---------- PROVIDED MATERIAL ----------
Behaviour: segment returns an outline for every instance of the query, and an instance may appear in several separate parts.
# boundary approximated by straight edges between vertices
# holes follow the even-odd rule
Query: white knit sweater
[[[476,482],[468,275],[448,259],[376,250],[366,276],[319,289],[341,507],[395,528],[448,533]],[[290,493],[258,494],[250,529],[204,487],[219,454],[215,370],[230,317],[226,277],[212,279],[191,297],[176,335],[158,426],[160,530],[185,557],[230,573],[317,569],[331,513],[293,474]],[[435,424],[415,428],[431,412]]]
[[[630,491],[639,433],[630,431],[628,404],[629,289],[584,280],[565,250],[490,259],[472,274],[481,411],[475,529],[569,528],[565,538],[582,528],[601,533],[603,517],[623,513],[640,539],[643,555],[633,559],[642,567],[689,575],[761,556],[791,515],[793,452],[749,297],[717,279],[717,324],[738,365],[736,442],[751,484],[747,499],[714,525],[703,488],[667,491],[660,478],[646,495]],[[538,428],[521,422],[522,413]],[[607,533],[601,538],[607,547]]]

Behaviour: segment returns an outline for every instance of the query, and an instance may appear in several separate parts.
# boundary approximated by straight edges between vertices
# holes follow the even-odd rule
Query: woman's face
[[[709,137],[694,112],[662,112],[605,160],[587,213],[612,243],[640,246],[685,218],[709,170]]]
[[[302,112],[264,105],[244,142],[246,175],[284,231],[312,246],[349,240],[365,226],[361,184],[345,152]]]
----------
DESCRIPTION OF THE TASK: Reproduce the listing above verbatim, including every line and all polygon coordinates without alteration.

SOLVED PROBLEM:
Behaviour: segment returns an outline for every instance of the query, and an instance may appear in several separate parts.
# boundary approximated by straight edges between vertices
# holes follow the even-odd rule
Query: white knit sweater
[[[476,482],[468,275],[448,259],[376,250],[366,276],[319,289],[341,507],[395,528],[448,533]],[[290,493],[258,494],[250,529],[204,487],[219,454],[215,370],[230,317],[226,277],[212,279],[191,297],[176,335],[158,426],[160,530],[185,557],[230,573],[317,569],[331,513],[293,474]],[[435,424],[415,428],[431,412]]]
[[[630,491],[639,433],[630,431],[628,404],[629,289],[584,280],[565,250],[490,259],[472,274],[481,411],[475,529],[569,528],[565,538],[582,528],[601,533],[603,517],[623,513],[640,539],[643,555],[633,559],[642,567],[689,575],[761,556],[791,515],[793,452],[749,297],[717,279],[717,324],[738,365],[736,442],[751,484],[747,499],[714,525],[703,488],[667,491],[660,478],[646,495]],[[538,428],[521,422],[522,413]],[[607,533],[601,538],[607,547]]]

Behaviour: segment returns an outline for every instance of the query, and an instance may appear in several separate parts.
# boundary approximated by straight edges between vertices
# holes follow the even-odd rule
Query: woman's face
[[[709,137],[694,112],[662,112],[605,160],[587,213],[612,243],[640,246],[685,218],[709,170]]]
[[[302,112],[264,105],[244,142],[246,175],[284,231],[312,246],[349,240],[365,226],[361,184],[345,152]]]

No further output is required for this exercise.